[Point annotation data]
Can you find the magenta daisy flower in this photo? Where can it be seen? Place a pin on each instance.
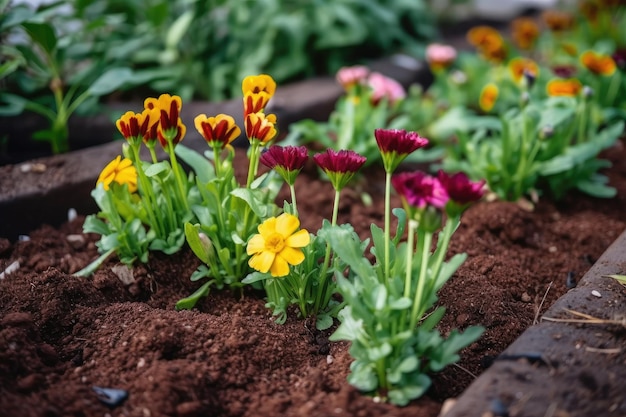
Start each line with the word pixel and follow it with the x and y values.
pixel 397 144
pixel 288 161
pixel 340 166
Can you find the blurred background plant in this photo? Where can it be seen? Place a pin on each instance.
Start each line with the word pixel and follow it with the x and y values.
pixel 52 54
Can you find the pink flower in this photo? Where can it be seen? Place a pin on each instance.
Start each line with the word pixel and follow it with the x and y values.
pixel 288 161
pixel 440 56
pixel 399 141
pixel 340 166
pixel 459 187
pixel 350 76
pixel 385 87
pixel 420 190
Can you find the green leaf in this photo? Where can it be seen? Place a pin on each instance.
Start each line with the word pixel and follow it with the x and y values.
pixel 188 303
pixel 42 34
pixel 110 81
pixel 200 165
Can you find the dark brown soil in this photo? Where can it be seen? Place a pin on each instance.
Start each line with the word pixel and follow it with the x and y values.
pixel 60 335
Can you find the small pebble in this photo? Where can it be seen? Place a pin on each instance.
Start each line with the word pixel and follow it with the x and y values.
pixel 110 396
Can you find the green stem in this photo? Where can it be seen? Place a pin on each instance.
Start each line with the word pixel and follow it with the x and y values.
pixel 421 281
pixel 175 167
pixel 387 223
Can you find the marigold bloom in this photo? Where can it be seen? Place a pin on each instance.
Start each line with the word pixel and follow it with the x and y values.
pixel 260 127
pixel 420 190
pixel 340 166
pixel 459 187
pixel 257 92
pixel 385 87
pixel 171 128
pixel 218 131
pixel 568 87
pixel 288 161
pixel 351 76
pixel 598 63
pixel 121 171
pixel 558 21
pixel 520 66
pixel 439 56
pixel 488 97
pixel 277 245
pixel 524 32
pixel 488 41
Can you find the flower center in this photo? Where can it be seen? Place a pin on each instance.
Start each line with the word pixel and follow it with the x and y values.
pixel 275 243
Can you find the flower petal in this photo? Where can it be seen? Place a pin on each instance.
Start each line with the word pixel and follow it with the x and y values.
pixel 280 267
pixel 286 224
pixel 267 227
pixel 291 255
pixel 299 239
pixel 262 261
pixel 256 245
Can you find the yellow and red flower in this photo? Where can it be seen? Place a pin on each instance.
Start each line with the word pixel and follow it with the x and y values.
pixel 171 128
pixel 598 63
pixel 520 66
pixel 260 127
pixel 257 92
pixel 488 97
pixel 218 131
pixel 570 87
pixel 121 171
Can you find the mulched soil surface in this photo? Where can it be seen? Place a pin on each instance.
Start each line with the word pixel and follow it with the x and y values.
pixel 60 335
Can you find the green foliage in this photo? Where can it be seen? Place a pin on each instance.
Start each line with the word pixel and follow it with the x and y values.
pixel 393 356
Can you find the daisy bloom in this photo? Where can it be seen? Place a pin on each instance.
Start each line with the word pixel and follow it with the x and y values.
pixel 278 245
pixel 396 144
pixel 260 127
pixel 120 171
pixel 288 161
pixel 340 166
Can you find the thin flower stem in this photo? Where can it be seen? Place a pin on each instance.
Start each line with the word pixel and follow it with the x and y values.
pixel 387 222
pixel 409 257
pixel 175 167
pixel 421 281
pixel 292 189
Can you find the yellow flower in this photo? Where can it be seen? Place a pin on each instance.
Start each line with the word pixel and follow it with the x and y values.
pixel 257 92
pixel 518 66
pixel 488 41
pixel 120 171
pixel 598 63
pixel 220 130
pixel 488 97
pixel 568 88
pixel 260 127
pixel 278 245
pixel 171 127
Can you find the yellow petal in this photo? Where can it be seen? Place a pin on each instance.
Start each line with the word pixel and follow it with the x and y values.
pixel 256 244
pixel 291 255
pixel 262 261
pixel 280 267
pixel 299 239
pixel 268 227
pixel 286 224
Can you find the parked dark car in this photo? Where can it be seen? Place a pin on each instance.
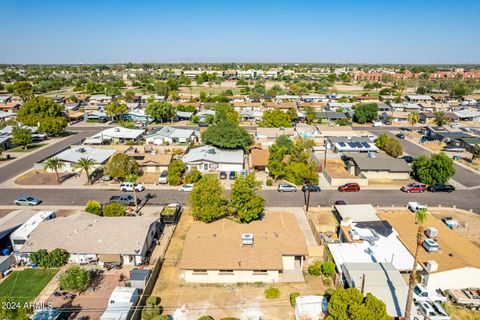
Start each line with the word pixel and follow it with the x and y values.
pixel 349 187
pixel 440 187
pixel 408 159
pixel 125 199
pixel 312 187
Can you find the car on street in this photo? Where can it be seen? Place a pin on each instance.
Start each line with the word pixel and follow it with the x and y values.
pixel 128 186
pixel 27 201
pixel 186 187
pixel 349 187
pixel 285 187
pixel 125 199
pixel 440 187
pixel 414 187
pixel 408 159
pixel 163 179
pixel 312 187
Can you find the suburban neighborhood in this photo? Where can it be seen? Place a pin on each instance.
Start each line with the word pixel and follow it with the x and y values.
pixel 250 191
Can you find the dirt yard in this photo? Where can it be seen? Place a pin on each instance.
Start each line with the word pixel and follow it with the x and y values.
pixel 236 300
pixel 35 178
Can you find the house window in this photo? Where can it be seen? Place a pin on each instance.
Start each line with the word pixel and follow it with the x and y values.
pixel 225 272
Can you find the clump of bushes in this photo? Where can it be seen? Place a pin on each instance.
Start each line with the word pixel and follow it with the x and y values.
pixel 293 297
pixel 272 293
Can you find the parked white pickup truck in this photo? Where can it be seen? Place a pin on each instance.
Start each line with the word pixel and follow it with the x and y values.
pixel 469 297
pixel 421 293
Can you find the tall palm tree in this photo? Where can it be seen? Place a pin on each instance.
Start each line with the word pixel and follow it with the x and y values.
pixel 132 178
pixel 420 218
pixel 54 164
pixel 85 164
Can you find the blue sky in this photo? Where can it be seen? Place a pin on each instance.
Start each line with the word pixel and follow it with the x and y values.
pixel 339 31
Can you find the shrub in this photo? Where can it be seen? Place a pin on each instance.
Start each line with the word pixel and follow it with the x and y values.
pixel 94 207
pixel 272 293
pixel 75 278
pixel 293 297
pixel 315 269
pixel 328 268
pixel 113 210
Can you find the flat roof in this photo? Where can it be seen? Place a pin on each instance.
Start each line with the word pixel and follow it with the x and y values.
pixel 455 250
pixel 357 212
pixel 218 245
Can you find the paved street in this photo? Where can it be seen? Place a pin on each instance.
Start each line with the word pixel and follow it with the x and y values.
pixel 18 166
pixel 465 199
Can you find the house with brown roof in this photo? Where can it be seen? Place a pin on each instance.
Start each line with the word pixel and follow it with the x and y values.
pixel 270 250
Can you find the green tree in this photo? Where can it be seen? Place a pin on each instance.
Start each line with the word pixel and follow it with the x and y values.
pixel 437 168
pixel 175 172
pixel 350 303
pixel 207 200
pixel 227 135
pixel 113 210
pixel 413 118
pixel 115 109
pixel 36 109
pixel 365 112
pixel 440 118
pixel 245 200
pixel 161 111
pixel 393 148
pixel 132 178
pixel 75 278
pixel 85 164
pixel 121 165
pixel 23 89
pixel 21 136
pixel 420 218
pixel 275 118
pixel 52 126
pixel 54 164
pixel 94 207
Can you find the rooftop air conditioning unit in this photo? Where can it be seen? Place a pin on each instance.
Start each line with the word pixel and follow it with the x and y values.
pixel 431 232
pixel 354 235
pixel 247 239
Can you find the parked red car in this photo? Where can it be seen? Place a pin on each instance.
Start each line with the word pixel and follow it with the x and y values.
pixel 414 187
pixel 349 187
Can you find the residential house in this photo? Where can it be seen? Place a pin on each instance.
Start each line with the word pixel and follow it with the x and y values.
pixel 209 158
pixel 381 280
pixel 115 135
pixel 377 166
pixel 171 135
pixel 90 238
pixel 71 156
pixel 224 251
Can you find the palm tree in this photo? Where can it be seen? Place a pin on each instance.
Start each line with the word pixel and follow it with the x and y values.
pixel 413 118
pixel 132 178
pixel 420 218
pixel 54 164
pixel 85 164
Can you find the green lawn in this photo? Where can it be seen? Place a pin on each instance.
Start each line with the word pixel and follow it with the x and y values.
pixel 23 286
pixel 30 147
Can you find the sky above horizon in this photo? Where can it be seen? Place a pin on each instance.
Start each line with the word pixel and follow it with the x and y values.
pixel 341 31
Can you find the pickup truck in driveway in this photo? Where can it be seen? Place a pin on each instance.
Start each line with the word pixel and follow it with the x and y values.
pixel 125 199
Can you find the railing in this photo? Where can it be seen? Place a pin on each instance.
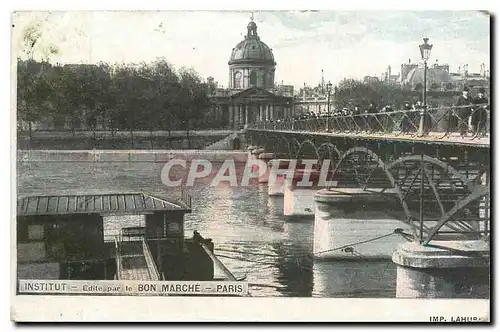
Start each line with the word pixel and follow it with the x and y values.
pixel 118 257
pixel 186 198
pixel 152 268
pixel 443 121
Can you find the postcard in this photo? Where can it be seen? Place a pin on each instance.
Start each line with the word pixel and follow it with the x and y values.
pixel 266 166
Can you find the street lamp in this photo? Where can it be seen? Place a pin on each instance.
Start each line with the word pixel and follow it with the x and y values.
pixel 329 91
pixel 425 52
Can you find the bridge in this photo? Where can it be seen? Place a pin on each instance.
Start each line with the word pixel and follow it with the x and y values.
pixel 438 166
pixel 134 260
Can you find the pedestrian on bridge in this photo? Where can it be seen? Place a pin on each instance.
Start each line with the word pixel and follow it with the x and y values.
pixel 464 110
pixel 480 115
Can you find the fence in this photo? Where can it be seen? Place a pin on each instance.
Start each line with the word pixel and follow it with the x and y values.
pixel 152 268
pixel 468 119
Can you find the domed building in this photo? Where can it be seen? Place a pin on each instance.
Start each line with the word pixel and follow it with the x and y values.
pixel 252 62
pixel 251 95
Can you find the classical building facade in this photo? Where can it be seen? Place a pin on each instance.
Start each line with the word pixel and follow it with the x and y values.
pixel 252 94
pixel 439 77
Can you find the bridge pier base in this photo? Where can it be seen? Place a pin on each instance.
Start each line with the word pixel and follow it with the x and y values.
pixel 352 223
pixel 443 269
pixel 277 179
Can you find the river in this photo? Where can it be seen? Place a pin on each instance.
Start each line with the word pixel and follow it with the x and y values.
pixel 250 234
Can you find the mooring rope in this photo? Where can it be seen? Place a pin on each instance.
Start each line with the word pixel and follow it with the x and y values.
pixel 396 231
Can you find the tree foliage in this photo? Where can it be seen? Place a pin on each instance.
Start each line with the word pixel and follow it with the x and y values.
pixel 351 92
pixel 148 96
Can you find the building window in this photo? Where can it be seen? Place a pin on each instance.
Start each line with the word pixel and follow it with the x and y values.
pixel 237 80
pixel 35 232
pixel 253 78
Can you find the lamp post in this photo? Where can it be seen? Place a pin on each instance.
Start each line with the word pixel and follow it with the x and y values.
pixel 329 91
pixel 425 52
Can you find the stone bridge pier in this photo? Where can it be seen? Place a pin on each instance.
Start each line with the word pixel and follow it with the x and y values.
pixel 394 192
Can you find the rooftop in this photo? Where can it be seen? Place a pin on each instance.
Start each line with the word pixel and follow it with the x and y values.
pixel 113 203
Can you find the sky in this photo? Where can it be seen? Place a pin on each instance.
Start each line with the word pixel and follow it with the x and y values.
pixel 345 44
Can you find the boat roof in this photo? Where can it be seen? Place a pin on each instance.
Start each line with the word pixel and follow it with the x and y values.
pixel 112 203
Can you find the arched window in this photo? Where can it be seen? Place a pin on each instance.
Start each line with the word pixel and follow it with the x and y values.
pixel 237 80
pixel 253 78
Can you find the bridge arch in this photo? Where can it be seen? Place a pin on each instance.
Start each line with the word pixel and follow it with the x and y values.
pixel 331 149
pixel 307 142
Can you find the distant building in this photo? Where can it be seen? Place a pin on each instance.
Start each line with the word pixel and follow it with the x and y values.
pixel 439 77
pixel 252 94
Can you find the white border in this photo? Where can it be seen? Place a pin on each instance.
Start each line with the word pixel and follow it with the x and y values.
pixel 202 309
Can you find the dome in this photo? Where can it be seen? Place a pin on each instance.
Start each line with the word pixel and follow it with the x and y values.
pixel 252 50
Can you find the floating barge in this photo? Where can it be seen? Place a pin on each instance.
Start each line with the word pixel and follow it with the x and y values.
pixel 62 237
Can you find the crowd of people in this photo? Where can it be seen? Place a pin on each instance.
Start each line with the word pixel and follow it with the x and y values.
pixel 470 114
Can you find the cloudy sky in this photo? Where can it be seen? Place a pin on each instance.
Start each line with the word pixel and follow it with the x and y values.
pixel 343 43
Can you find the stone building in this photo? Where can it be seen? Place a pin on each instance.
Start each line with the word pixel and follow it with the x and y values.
pixel 252 94
pixel 439 77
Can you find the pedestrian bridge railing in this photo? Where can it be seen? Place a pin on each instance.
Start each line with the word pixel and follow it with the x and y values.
pixel 469 120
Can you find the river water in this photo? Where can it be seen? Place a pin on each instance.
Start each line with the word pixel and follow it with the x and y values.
pixel 250 234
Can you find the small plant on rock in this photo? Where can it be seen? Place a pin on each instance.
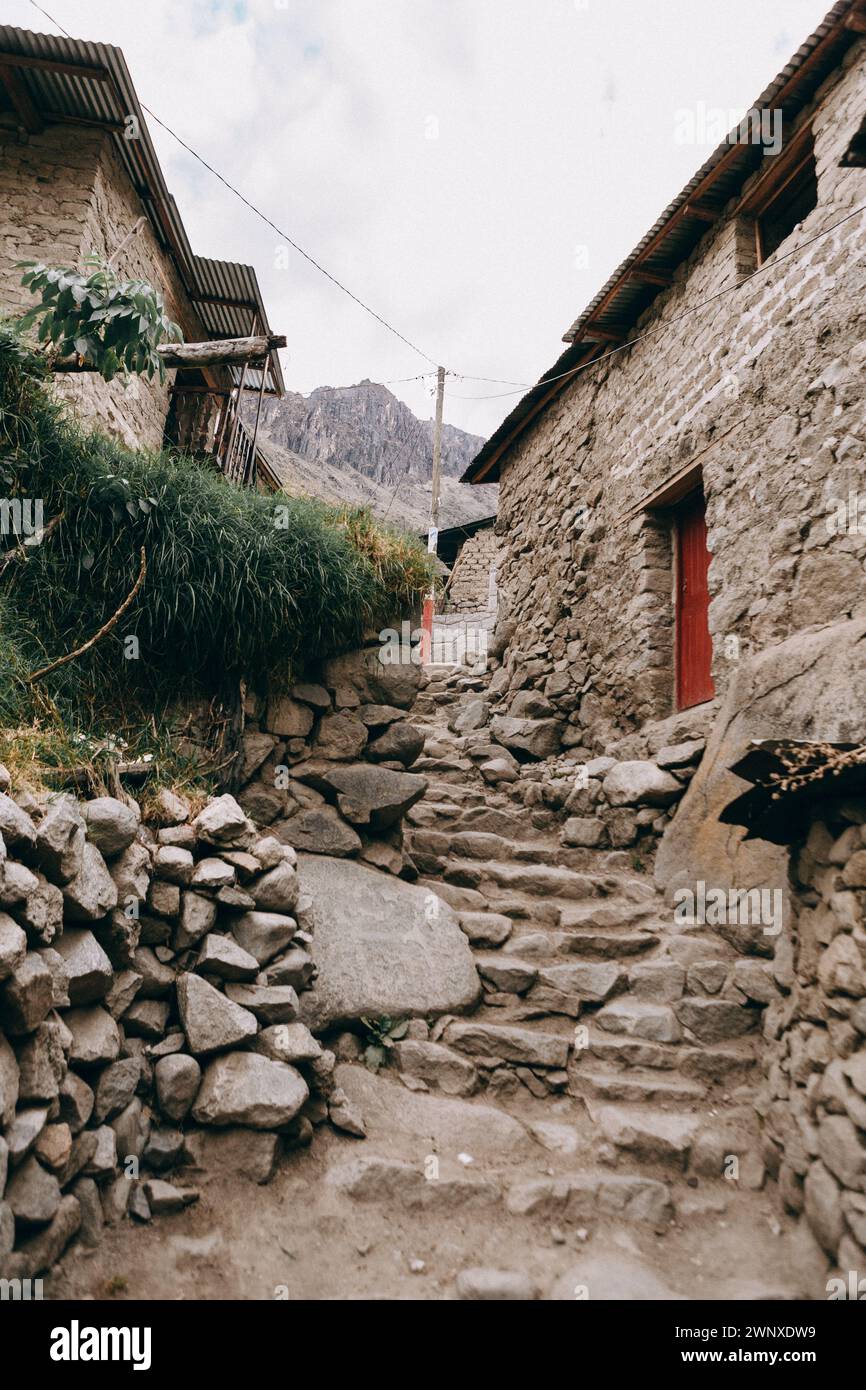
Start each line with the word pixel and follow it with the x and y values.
pixel 381 1036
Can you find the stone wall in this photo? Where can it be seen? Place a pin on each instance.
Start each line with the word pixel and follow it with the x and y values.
pixel 324 763
pixel 813 1098
pixel 149 997
pixel 159 979
pixel 763 391
pixel 473 580
pixel 63 195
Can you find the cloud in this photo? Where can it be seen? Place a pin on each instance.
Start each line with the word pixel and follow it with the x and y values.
pixel 473 168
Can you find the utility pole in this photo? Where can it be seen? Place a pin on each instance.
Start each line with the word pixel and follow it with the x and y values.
pixel 434 503
pixel 434 517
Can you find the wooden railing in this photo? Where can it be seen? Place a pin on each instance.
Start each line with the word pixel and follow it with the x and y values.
pixel 209 423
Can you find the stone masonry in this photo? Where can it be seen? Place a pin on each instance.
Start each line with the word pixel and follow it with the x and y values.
pixel 763 391
pixel 63 195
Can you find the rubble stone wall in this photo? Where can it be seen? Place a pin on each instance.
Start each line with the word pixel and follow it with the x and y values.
pixel 63 195
pixel 150 972
pixel 762 389
pixel 473 583
pixel 813 1097
pixel 325 765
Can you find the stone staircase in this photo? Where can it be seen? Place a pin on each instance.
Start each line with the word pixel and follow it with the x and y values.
pixel 587 984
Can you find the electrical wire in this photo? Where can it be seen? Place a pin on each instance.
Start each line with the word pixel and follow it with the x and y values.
pixel 685 313
pixel 266 218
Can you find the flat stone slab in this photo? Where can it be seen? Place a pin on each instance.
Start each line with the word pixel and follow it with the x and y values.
pixel 249 1090
pixel 458 1126
pixel 381 945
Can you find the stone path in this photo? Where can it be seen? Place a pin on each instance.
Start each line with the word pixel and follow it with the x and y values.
pixel 565 1139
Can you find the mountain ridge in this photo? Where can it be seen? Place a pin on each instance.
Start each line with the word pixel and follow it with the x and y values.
pixel 364 446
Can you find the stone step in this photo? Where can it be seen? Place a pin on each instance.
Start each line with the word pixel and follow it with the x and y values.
pixel 634 1086
pixel 609 912
pixel 666 1136
pixel 726 1065
pixel 540 880
pixel 605 944
pixel 491 1044
pixel 623 1051
pixel 487 929
pixel 637 1018
pixel 588 1194
pixel 448 791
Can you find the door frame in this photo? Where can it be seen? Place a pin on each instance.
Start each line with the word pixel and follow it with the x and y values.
pixel 676 510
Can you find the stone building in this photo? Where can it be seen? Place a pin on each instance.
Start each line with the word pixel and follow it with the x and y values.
pixel 471 587
pixel 79 174
pixel 684 487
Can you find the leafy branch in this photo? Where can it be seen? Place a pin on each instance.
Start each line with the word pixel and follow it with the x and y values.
pixel 114 324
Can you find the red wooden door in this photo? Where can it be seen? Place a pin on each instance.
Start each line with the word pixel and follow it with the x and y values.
pixel 694 644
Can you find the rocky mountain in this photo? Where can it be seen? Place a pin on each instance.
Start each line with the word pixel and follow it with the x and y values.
pixel 362 445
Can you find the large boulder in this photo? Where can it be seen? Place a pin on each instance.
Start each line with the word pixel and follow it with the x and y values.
pixel 320 830
pixel 812 685
pixel 527 737
pixel 339 737
pixel 92 893
pixel 210 1020
pixel 381 945
pixel 60 840
pixel 250 1090
pixel 223 822
pixel 640 784
pixel 401 742
pixel 376 797
pixel 88 966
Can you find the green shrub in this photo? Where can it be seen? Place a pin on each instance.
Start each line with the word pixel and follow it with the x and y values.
pixel 238 584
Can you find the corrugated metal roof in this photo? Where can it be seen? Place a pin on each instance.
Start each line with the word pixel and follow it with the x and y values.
pixel 674 235
pixel 100 92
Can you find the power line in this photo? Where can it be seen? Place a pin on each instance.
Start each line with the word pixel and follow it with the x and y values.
pixel 266 218
pixel 684 313
pixel 573 371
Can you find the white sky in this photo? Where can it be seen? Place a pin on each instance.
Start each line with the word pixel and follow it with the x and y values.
pixel 553 152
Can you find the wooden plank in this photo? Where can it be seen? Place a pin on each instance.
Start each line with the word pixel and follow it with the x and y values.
pixel 649 277
pixel 221 352
pixel 21 99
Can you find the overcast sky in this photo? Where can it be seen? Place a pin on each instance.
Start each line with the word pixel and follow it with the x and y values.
pixel 471 168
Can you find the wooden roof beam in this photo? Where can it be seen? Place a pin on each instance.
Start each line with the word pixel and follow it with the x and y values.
pixel 225 302
pixel 71 70
pixel 21 99
pixel 704 214
pixel 651 277
pixel 225 352
pixel 605 335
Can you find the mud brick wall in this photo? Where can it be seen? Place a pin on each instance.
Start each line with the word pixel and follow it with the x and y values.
pixel 63 195
pixel 763 389
pixel 813 1098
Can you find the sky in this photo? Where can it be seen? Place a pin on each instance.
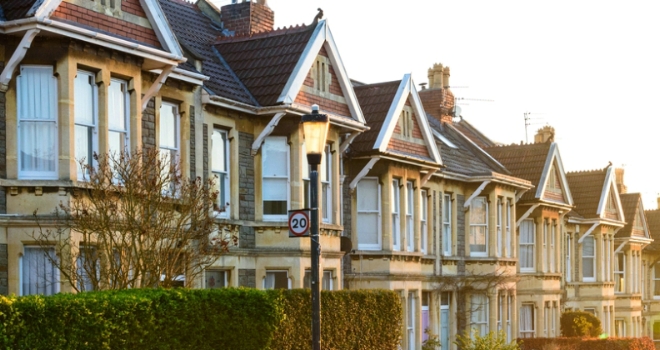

TASK REQUIREMENTS – Duplicate the stretch of data above from the line that contains "Can you find the arched" through the line that contains "pixel 252 50", including both of those lines.

RESPONSE –
Can you find the arched window in this photo? Where can it be seen? Place a pin on each instance.
Start each line with the word pixel and follow it with the x and y values.
pixel 237 80
pixel 253 78
Can you find the bridge arch in this photo? Where can it be seen? Place a pin on each instance.
Start each line with the word pixel and follow it with the x and y values.
pixel 331 149
pixel 307 142
Can you find the distant building in this photo? Where can it be seen? Place a pin on each instance.
Start each line with the word pixel and follow it with the x and y values.
pixel 439 77
pixel 252 94
Can you find the white border in this photo? Where can it be seen? Place a pin on each instance.
Start each line with the word pixel and follow it with the x and y values.
pixel 202 309
Can you find the dome in this photo? Where can it be seen? Place a pin on each instance.
Start each line with the word pixel and follow it with the x and y values.
pixel 252 50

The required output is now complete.